BEGIN Material for this task
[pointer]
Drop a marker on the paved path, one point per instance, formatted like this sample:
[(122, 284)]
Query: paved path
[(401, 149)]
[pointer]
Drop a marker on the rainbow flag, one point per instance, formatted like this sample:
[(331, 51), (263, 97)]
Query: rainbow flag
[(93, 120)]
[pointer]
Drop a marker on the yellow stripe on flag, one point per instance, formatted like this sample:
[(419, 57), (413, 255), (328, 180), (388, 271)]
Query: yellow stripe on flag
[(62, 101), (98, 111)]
END Material for this task
BEGIN Material for this task
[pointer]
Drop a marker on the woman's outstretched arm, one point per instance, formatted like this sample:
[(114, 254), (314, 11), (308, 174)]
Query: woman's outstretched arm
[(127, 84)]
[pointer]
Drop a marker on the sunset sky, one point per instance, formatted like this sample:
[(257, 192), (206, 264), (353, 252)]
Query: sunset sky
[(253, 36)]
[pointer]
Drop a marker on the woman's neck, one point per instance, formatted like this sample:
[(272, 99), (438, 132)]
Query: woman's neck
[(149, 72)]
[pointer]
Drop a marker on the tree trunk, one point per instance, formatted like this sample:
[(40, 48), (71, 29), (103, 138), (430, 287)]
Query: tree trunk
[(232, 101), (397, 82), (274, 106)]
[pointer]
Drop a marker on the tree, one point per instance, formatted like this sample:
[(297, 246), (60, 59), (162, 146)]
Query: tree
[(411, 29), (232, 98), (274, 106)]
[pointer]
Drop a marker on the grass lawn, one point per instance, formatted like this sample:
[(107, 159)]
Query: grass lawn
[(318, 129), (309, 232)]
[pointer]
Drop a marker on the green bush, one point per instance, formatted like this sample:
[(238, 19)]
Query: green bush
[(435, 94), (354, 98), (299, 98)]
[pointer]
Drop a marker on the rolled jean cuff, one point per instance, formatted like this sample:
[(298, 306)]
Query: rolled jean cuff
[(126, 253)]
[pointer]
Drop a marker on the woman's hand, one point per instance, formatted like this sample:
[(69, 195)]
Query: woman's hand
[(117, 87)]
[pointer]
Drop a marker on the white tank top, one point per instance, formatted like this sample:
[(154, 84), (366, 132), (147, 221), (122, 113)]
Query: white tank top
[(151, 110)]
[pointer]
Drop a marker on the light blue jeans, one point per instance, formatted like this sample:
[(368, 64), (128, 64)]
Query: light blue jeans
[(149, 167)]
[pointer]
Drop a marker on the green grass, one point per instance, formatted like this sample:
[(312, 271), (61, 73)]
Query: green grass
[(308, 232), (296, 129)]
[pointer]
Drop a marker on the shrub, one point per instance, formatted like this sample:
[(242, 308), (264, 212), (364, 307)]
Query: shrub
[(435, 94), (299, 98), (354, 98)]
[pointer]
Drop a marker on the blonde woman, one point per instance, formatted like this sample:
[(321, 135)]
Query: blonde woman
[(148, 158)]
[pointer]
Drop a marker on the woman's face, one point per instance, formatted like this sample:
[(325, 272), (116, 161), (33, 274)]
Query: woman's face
END Material for this task
• Problem statement:
Whenever the string "face" turns up in a line above, copy that line out.

• Solution to the exercise:
Drop a marker on the woman's face, one point per instance, formatted like this sample:
Query: woman's face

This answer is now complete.